[Stored data entries]
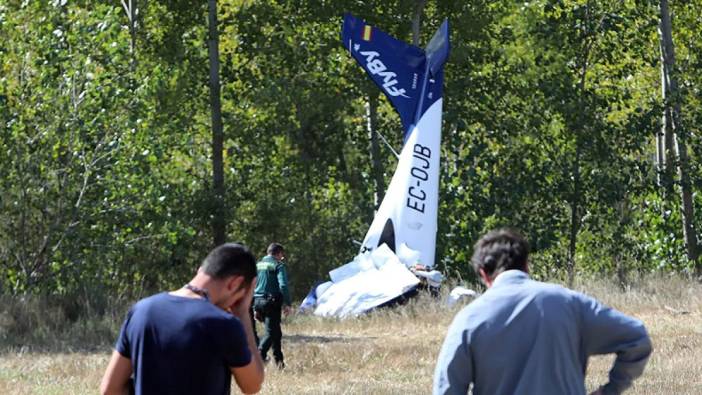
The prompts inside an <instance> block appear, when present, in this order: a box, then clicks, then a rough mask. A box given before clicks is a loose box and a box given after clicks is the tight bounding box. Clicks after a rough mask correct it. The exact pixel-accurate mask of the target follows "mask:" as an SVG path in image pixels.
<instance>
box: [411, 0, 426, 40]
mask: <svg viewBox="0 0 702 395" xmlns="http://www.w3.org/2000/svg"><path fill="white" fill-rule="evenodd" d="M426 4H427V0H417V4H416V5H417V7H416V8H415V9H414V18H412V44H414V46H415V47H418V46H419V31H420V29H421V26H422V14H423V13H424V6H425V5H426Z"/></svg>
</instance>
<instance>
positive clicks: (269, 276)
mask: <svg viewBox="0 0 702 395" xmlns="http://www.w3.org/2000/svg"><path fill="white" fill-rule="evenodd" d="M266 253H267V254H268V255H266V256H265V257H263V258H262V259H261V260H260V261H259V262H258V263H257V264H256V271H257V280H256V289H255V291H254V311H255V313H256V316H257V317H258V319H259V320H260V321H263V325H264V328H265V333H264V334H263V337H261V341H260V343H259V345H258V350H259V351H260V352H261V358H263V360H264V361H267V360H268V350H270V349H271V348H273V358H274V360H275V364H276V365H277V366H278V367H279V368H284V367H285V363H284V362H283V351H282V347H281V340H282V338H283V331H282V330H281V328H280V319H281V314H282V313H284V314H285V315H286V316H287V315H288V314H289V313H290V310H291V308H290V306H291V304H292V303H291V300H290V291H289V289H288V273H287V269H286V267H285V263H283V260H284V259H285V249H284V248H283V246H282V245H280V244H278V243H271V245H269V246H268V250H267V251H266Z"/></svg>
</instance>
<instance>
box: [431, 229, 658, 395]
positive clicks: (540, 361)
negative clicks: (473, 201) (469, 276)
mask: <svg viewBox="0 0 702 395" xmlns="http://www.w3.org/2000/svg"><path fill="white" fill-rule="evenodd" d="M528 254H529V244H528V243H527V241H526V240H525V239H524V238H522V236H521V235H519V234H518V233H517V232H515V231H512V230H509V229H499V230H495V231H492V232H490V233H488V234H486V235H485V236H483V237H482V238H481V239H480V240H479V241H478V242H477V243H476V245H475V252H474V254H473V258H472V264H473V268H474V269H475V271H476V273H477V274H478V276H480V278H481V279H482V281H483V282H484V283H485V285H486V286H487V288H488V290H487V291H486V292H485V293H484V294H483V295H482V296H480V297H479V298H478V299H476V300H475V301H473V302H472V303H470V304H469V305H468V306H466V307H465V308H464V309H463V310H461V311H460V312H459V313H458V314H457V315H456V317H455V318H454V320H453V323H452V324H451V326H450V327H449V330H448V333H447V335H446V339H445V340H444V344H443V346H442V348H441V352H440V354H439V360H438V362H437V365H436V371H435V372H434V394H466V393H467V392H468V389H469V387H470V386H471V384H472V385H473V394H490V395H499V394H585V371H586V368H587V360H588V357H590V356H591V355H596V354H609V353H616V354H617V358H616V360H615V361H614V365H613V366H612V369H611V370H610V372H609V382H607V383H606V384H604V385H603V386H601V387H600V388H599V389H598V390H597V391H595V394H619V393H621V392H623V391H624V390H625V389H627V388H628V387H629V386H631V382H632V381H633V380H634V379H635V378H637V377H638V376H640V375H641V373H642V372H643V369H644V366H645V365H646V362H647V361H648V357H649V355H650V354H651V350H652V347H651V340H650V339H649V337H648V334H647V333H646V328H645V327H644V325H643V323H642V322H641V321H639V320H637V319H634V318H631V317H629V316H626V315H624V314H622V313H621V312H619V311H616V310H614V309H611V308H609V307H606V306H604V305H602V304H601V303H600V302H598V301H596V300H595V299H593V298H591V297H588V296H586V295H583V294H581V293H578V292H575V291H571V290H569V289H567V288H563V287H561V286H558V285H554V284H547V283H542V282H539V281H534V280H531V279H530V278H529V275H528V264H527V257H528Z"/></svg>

- **Directions for this task**
Could you reproduce the entries verbatim, leaving out all pictures?

- **Task result**
The prompts inside an <instance> block appear, when present, in this order: a box, then clicks, then a rough mask. A box given before clicks is a loose box and a box given after clicks is the tight bounding box. Clicks after a rough mask correct it. The exact pixel-accurate mask of the target follows "mask:" as an SVG path in image pixels.
<instance>
box: [411, 0, 426, 40]
mask: <svg viewBox="0 0 702 395" xmlns="http://www.w3.org/2000/svg"><path fill="white" fill-rule="evenodd" d="M426 4H427V0H417V4H416V5H417V7H416V8H415V9H414V18H412V44H414V46H415V47H418V46H419V31H420V29H421V26H422V14H423V13H424V6H425V5H426Z"/></svg>
</instance>
<instance>
positive clicks: (269, 276)
mask: <svg viewBox="0 0 702 395" xmlns="http://www.w3.org/2000/svg"><path fill="white" fill-rule="evenodd" d="M266 253H267V254H268V255H266V256H265V257H263V258H262V259H261V260H260V261H259V262H258V263H257V264H256V271H257V280H256V289H255V291H254V311H255V313H256V316H257V317H258V319H259V320H260V321H263V325H264V328H265V333H264V334H263V337H261V341H260V343H259V345H258V350H259V351H260V352H261V358H263V360H264V361H267V360H268V350H270V349H271V348H273V358H274V360H275V364H276V365H277V366H278V367H279V368H284V367H285V363H284V362H283V351H282V347H281V340H282V338H283V331H282V330H281V328H280V319H281V314H282V313H284V314H285V315H286V316H287V315H288V314H289V313H290V310H291V308H290V306H291V304H292V303H291V300H290V291H289V289H288V273H287V269H286V267H285V263H283V260H284V259H285V249H284V248H283V246H282V245H280V244H278V243H271V245H269V246H268V250H267V251H266Z"/></svg>
</instance>
<instance>
box: [431, 229, 658, 395]
positive clicks: (540, 361)
negative clicks: (473, 201) (469, 276)
mask: <svg viewBox="0 0 702 395" xmlns="http://www.w3.org/2000/svg"><path fill="white" fill-rule="evenodd" d="M528 254H529V244H528V243H527V241H526V240H525V239H524V238H522V236H521V235H519V234H518V233H517V232H515V231H512V230H509V229H499V230H495V231H492V232H490V233H488V234H486V235H485V236H483V237H482V238H481V239H480V240H479V241H478V242H477V243H476V245H475V252H474V254H473V258H472V264H473V268H474V269H475V271H476V273H477V274H478V276H480V278H481V279H482V281H483V282H484V283H485V285H486V286H487V288H488V290H487V291H486V292H485V293H484V294H483V295H482V296H480V297H479V298H478V299H476V300H475V301H473V302H472V303H470V304H469V305H468V306H466V307H465V308H464V309H463V310H461V311H460V312H459V313H458V314H457V315H456V317H455V318H454V320H453V323H452V324H451V326H450V327H449V330H448V333H447V335H446V339H445V340H444V344H443V346H442V348H441V352H440V354H439V360H438V362H437V365H436V371H435V372H434V394H466V393H467V392H468V389H469V387H470V386H471V384H472V385H473V394H490V395H499V394H585V371H586V368H587V360H588V357H590V356H591V355H596V354H609V353H616V354H617V358H616V360H615V361H614V365H613V366H612V369H611V370H610V372H609V382H607V383H606V384H604V385H603V386H601V387H600V388H599V389H598V390H597V391H595V394H619V393H621V392H623V391H624V390H625V389H627V388H628V387H629V386H631V382H632V381H633V380H634V379H635V378H637V377H638V376H640V375H641V373H642V372H643V369H644V366H645V365H646V362H647V361H648V357H649V355H650V354H651V350H652V347H651V340H650V339H649V337H648V334H647V333H646V328H645V327H644V325H643V323H642V322H641V321H639V320H637V319H634V318H631V317H629V316H626V315H624V314H622V313H621V312H619V311H616V310H614V309H611V308H609V307H606V306H604V305H602V304H601V303H600V302H598V301H596V300H595V299H593V298H591V297H588V296H586V295H583V294H581V293H578V292H575V291H571V290H569V289H567V288H563V287H561V286H558V285H554V284H547V283H542V282H539V281H534V280H531V279H530V278H529V275H528V264H527V257H528Z"/></svg>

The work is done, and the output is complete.